**Set problem:** Output every line of the entries from the line containing "Would you mind pinning the red beaded" through the last, exactly, with no other content.

[Start of Data shown]

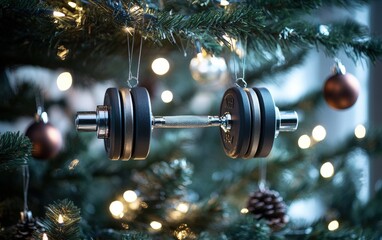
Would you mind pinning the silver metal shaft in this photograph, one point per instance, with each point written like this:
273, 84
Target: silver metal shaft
286, 121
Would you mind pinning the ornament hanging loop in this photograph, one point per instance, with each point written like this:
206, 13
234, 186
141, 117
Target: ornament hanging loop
240, 82
338, 67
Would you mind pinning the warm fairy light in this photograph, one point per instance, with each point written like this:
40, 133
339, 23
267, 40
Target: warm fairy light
129, 30
244, 210
73, 164
130, 196
327, 170
58, 14
333, 225
304, 142
72, 4
183, 207
60, 219
116, 209
360, 131
156, 225
64, 81
44, 117
319, 133
224, 3
160, 66
167, 96
44, 236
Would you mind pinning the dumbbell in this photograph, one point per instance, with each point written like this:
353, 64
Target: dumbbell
249, 121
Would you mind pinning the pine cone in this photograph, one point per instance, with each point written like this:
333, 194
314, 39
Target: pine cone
26, 226
268, 205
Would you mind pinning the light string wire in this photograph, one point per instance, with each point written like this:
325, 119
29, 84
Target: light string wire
130, 53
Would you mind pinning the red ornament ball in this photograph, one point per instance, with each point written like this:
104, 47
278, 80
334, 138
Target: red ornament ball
341, 90
46, 140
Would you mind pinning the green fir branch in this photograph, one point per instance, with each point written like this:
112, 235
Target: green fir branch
15, 150
69, 229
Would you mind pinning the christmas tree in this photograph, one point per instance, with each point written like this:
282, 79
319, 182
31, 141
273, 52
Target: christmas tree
63, 57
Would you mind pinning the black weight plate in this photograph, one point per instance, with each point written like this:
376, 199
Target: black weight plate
113, 143
127, 123
268, 122
256, 123
142, 122
236, 141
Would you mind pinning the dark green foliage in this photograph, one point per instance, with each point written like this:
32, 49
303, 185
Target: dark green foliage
15, 150
70, 228
247, 228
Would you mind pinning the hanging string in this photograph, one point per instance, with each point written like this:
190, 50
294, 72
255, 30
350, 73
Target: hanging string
240, 82
25, 170
262, 173
133, 81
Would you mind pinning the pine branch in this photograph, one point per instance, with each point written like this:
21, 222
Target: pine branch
15, 150
69, 229
96, 32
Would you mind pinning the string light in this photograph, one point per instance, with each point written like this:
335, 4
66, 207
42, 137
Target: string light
167, 96
224, 3
327, 170
333, 225
319, 133
130, 196
58, 14
72, 4
156, 225
64, 81
160, 66
244, 210
304, 142
182, 207
360, 131
73, 164
44, 236
60, 219
116, 209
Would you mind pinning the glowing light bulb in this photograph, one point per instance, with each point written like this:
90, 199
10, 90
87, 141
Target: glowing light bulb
333, 225
360, 131
156, 225
224, 3
44, 236
60, 219
244, 210
304, 142
167, 96
58, 14
160, 66
44, 117
319, 133
327, 170
182, 207
130, 196
64, 81
72, 4
116, 209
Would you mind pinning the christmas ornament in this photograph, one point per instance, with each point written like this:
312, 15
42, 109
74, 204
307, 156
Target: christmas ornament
46, 139
249, 122
207, 69
341, 90
268, 205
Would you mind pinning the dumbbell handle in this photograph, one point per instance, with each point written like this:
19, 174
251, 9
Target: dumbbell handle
95, 121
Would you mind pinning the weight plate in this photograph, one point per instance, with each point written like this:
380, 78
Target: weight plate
127, 123
113, 143
236, 141
142, 122
256, 123
268, 122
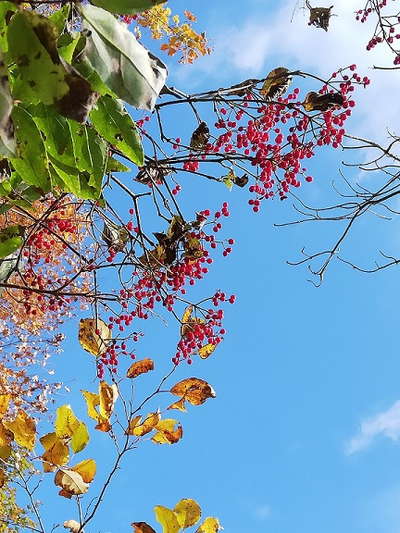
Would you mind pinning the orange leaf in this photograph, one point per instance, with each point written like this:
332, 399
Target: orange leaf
179, 405
140, 367
194, 390
142, 527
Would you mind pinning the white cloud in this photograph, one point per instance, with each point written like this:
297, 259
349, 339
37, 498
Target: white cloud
386, 423
266, 39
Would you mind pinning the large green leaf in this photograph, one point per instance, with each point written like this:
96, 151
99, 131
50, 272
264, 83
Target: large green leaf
6, 9
32, 162
126, 7
90, 152
7, 140
10, 240
113, 123
124, 65
32, 45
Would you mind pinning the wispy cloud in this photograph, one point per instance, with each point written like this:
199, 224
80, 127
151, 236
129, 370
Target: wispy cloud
386, 423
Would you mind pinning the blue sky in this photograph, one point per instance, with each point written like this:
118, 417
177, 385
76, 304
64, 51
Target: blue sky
303, 433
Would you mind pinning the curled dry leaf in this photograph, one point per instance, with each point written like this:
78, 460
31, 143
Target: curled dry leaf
72, 525
276, 83
140, 429
188, 512
24, 430
179, 405
194, 390
140, 367
206, 350
142, 527
166, 432
210, 525
94, 335
70, 482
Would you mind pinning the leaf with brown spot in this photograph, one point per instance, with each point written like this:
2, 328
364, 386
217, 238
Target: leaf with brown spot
70, 482
210, 525
94, 335
56, 452
4, 403
108, 395
24, 429
87, 469
140, 367
194, 390
188, 512
142, 527
179, 405
166, 432
139, 430
206, 350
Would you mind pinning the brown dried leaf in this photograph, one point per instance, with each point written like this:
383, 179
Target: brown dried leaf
194, 390
166, 432
92, 342
140, 367
179, 405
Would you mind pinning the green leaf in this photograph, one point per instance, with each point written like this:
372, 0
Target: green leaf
113, 165
90, 153
124, 65
113, 123
32, 162
7, 140
6, 9
40, 72
10, 240
60, 17
80, 438
127, 7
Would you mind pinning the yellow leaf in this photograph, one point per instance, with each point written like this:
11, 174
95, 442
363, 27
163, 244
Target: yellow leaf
6, 436
24, 429
145, 427
206, 350
56, 454
108, 395
80, 438
140, 367
70, 482
4, 403
66, 422
87, 469
167, 519
210, 525
187, 512
194, 390
142, 527
94, 335
166, 432
179, 405
92, 401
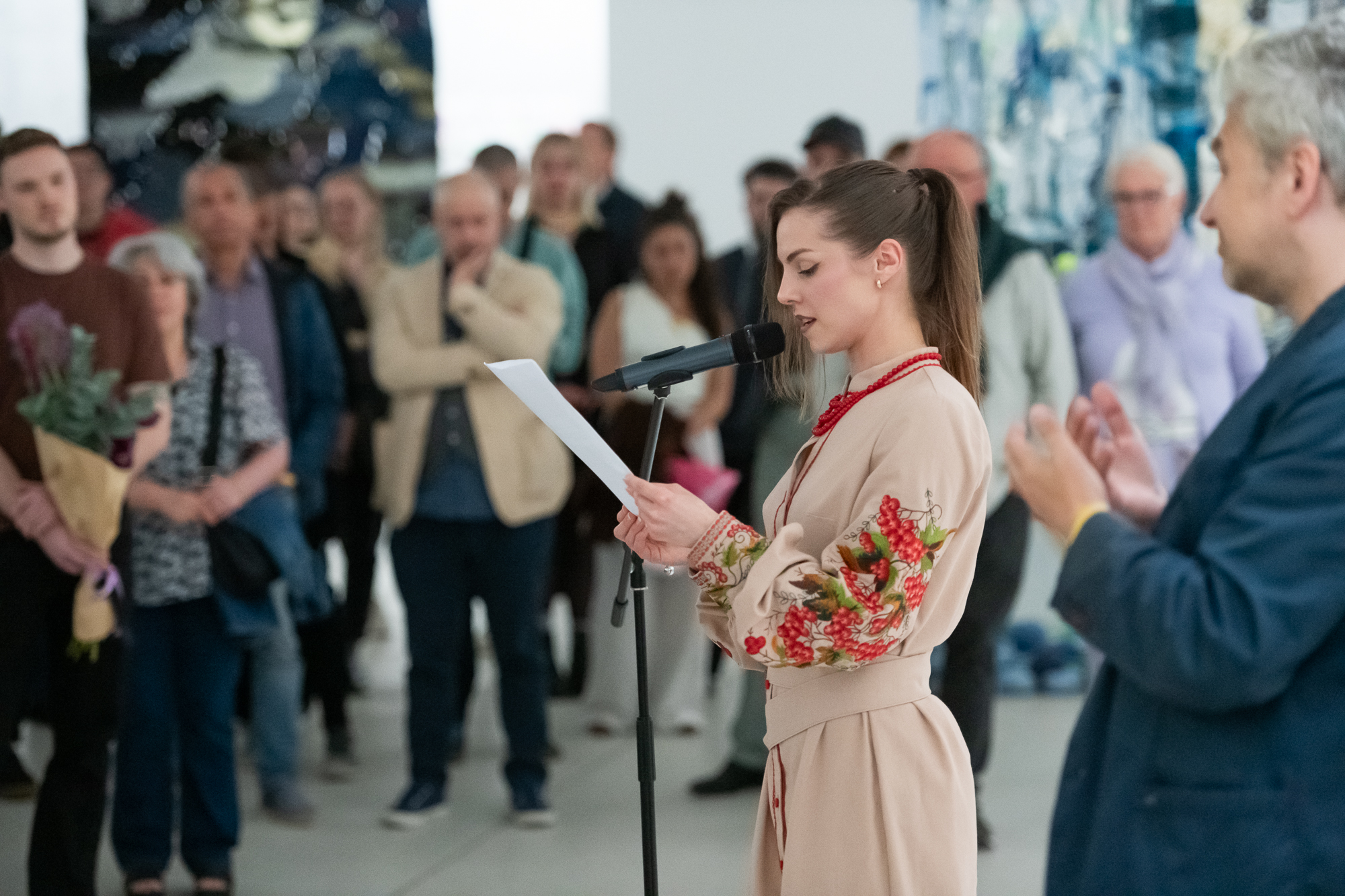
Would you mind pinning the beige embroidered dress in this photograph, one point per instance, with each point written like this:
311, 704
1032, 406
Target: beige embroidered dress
871, 546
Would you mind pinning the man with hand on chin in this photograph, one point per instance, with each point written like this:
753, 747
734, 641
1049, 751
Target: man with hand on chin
1208, 756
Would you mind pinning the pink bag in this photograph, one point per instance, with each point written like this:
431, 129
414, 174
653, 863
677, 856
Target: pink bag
712, 485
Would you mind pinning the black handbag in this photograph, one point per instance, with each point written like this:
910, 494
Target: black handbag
239, 560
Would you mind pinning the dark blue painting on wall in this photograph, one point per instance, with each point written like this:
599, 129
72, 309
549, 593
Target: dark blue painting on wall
322, 83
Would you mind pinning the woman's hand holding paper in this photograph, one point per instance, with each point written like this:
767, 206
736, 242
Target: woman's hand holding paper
672, 521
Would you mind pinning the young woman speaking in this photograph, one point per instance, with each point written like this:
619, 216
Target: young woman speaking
871, 545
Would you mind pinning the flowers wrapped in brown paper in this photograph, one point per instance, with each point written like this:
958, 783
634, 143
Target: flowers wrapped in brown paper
88, 490
84, 435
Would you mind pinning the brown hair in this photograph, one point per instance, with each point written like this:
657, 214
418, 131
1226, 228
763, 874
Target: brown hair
707, 300
867, 202
356, 175
24, 140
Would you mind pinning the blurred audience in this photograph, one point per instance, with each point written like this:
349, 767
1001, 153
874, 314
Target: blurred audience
1027, 358
103, 222
40, 557
899, 154
1208, 755
528, 241
832, 143
676, 303
1153, 317
470, 481
618, 208
742, 271
558, 204
1194, 491
350, 263
176, 743
278, 317
299, 221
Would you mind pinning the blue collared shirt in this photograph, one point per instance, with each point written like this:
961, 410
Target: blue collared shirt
245, 318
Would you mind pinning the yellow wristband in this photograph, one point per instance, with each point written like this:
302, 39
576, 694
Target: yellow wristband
1087, 513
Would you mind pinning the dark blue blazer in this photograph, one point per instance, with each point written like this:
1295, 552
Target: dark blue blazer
1210, 758
315, 381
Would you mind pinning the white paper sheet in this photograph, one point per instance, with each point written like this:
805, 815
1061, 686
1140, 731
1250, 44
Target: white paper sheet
528, 381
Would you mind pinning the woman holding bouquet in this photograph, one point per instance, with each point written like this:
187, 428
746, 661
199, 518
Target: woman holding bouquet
181, 665
871, 541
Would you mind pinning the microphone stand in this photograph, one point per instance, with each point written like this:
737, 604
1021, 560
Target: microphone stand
634, 567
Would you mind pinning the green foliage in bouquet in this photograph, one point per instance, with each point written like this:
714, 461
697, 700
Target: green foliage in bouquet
69, 399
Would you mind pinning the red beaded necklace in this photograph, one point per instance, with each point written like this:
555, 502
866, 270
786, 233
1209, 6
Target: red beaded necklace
845, 401
837, 409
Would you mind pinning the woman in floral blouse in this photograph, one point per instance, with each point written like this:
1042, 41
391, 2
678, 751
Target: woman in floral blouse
871, 541
181, 666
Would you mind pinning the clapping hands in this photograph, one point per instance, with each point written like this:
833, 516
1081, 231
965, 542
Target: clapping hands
1121, 458
1078, 466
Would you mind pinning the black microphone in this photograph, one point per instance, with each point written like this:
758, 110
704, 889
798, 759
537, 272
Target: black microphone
746, 346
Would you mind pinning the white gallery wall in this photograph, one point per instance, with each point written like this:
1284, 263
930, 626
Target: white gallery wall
44, 68
700, 89
510, 72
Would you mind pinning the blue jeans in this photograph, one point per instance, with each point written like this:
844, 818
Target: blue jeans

[End of Data shown]

**Answer for this exercise:**
Would you mind pinning the red beaded necklace in this photograph, one point per instance, with each point written like this:
555, 502
866, 270
786, 233
1209, 6
Target: red beaded necklace
845, 401
837, 409
Would you mind pinning the woman in floral blouse in this photograph, one point per instance, with each point written like this:
1042, 41
391, 2
678, 751
Target: woman in floral blouse
871, 541
181, 666
Would you mind pinning the clapping hands in this photograph, one point per instance, with each point written like this:
833, 516
1081, 231
965, 542
Target: clapping hands
1121, 458
1078, 466
Would you mind pinning the black microphone in this photograph, one point per instance, with each point written like this:
758, 110
704, 889
798, 759
537, 272
Target: black microphone
746, 346
Would you mind pinning the white gallery wall in this photograph, one point per instance, with each point written like this:
1284, 263
930, 626
Target: white gallery wall
44, 68
700, 89
510, 72
Would you mind pinning the blue jeans in this photograph, one point per instance, with each point written like this:
844, 818
Target: blue jeans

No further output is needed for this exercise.